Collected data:
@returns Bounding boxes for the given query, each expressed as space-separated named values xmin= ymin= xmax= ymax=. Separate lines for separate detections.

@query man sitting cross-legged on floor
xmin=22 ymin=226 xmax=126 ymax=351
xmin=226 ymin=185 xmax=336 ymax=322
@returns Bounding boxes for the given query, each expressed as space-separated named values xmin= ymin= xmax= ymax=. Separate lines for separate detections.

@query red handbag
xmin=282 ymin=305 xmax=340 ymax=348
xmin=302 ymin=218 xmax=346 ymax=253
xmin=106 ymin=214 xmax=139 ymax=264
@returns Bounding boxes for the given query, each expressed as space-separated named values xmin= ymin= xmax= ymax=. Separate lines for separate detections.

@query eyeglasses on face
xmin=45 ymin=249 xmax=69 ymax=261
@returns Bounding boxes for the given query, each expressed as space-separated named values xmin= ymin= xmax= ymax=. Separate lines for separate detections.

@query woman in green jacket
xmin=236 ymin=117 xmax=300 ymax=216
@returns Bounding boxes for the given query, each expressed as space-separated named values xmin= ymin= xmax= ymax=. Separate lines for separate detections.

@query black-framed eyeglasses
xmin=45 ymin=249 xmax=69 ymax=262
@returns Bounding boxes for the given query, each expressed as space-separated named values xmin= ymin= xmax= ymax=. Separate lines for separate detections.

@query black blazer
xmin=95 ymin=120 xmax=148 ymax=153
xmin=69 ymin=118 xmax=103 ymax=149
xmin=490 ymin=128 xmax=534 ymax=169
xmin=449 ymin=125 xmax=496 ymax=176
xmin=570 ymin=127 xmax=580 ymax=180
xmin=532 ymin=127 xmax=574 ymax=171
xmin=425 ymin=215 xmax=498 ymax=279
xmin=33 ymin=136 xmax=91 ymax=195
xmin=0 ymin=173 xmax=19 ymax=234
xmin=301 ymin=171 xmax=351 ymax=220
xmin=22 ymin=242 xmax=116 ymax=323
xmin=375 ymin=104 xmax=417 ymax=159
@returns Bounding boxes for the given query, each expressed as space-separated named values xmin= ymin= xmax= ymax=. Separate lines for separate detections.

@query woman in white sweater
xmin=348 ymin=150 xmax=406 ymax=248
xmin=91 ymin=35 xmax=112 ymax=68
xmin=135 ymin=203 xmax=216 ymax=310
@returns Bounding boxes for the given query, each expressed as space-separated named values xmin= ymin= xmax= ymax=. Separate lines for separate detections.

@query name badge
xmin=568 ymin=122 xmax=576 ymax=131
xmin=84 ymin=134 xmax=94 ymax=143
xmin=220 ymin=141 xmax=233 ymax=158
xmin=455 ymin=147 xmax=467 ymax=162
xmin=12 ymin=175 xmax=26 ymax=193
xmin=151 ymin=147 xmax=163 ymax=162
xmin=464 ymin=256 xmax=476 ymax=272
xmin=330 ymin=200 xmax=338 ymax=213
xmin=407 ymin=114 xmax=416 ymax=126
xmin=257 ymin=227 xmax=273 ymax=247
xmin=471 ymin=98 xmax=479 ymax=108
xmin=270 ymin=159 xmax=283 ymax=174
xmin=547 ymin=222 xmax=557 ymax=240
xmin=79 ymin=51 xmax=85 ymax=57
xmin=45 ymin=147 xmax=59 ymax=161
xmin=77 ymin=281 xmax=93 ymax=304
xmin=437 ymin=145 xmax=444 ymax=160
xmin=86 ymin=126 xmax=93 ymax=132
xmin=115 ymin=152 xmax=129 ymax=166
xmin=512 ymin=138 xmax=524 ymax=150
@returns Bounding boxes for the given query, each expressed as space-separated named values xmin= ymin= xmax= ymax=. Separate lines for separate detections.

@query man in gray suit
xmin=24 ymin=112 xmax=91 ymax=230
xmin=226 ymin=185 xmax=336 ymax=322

**INSTRUCTIONS TO FOLLOW**
Repeat the data word for word.

**OUTPUT OF THE EXERCISE**
@returns Bounding boxes for the given query, each expressed as space-separated named values xmin= ymin= xmax= ymax=. Separate lines for separate detections.

@query man sitting cross-legged on floor
xmin=22 ymin=226 xmax=126 ymax=351
xmin=226 ymin=185 xmax=336 ymax=322
@returns Bounding boxes for the given query, each expressed as space-separated named values xmin= ymin= xmax= ymax=. Separate lines for separate detections.

@query red handbag
xmin=282 ymin=305 xmax=340 ymax=348
xmin=302 ymin=218 xmax=346 ymax=253
xmin=106 ymin=214 xmax=139 ymax=264
@returns Bounding boxes for the given query, each expressed as space-separated named values xmin= ymin= xmax= ymax=. Separate lines for separate detections.

@query eyeglasses on face
xmin=45 ymin=249 xmax=69 ymax=261
@returns Bounding boxes for the given query, each expressed as space-separated named values xmin= ymin= xmax= ymax=. Separate lines for separate detections.

@query woman in green jacket
xmin=236 ymin=117 xmax=300 ymax=216
@returns Bounding boxes for the given query, each expressed as space-separated named values xmin= ymin= xmax= ymax=. Separate lines for separate detections.

@query black-framed eyeglasses
xmin=45 ymin=249 xmax=69 ymax=262
@returns Bounding boxes for the given query, each expressed as space-separated named values xmin= ymin= xmax= ymax=. Separate lines for separate detections.

@query black blazer
xmin=95 ymin=120 xmax=148 ymax=153
xmin=69 ymin=118 xmax=103 ymax=149
xmin=490 ymin=128 xmax=534 ymax=169
xmin=449 ymin=125 xmax=496 ymax=176
xmin=570 ymin=127 xmax=580 ymax=180
xmin=532 ymin=127 xmax=574 ymax=171
xmin=425 ymin=215 xmax=498 ymax=279
xmin=33 ymin=136 xmax=91 ymax=195
xmin=0 ymin=173 xmax=19 ymax=234
xmin=301 ymin=171 xmax=351 ymax=220
xmin=22 ymin=242 xmax=116 ymax=323
xmin=375 ymin=104 xmax=417 ymax=159
@returns Bounding boxes for the given query, each expressed as space-separated named values xmin= ymin= xmax= ymax=. Separate lines for separate detections.

@query woman in white sweater
xmin=348 ymin=150 xmax=406 ymax=248
xmin=91 ymin=35 xmax=112 ymax=68
xmin=135 ymin=203 xmax=216 ymax=310
@returns Bounding boxes for the given query, each expressed as space-separated named values xmin= ymin= xmax= ymax=. Separate lines for separate detections.

@query name badge
xmin=568 ymin=122 xmax=576 ymax=131
xmin=84 ymin=134 xmax=94 ymax=143
xmin=220 ymin=141 xmax=233 ymax=158
xmin=455 ymin=147 xmax=467 ymax=162
xmin=12 ymin=175 xmax=26 ymax=193
xmin=151 ymin=147 xmax=163 ymax=162
xmin=464 ymin=256 xmax=476 ymax=272
xmin=330 ymin=200 xmax=338 ymax=213
xmin=407 ymin=114 xmax=416 ymax=126
xmin=257 ymin=227 xmax=273 ymax=247
xmin=471 ymin=98 xmax=479 ymax=108
xmin=270 ymin=159 xmax=283 ymax=174
xmin=547 ymin=222 xmax=557 ymax=240
xmin=79 ymin=51 xmax=85 ymax=57
xmin=45 ymin=147 xmax=59 ymax=161
xmin=77 ymin=281 xmax=93 ymax=304
xmin=437 ymin=145 xmax=444 ymax=160
xmin=86 ymin=126 xmax=93 ymax=132
xmin=115 ymin=152 xmax=129 ymax=166
xmin=512 ymin=138 xmax=524 ymax=150
@returns Bounding boxes for the given query, each expressed as space-separated named values xmin= ymin= xmax= ymax=. Separate lines for separate detections.

@query man in gray suit
xmin=24 ymin=112 xmax=91 ymax=230
xmin=226 ymin=185 xmax=336 ymax=322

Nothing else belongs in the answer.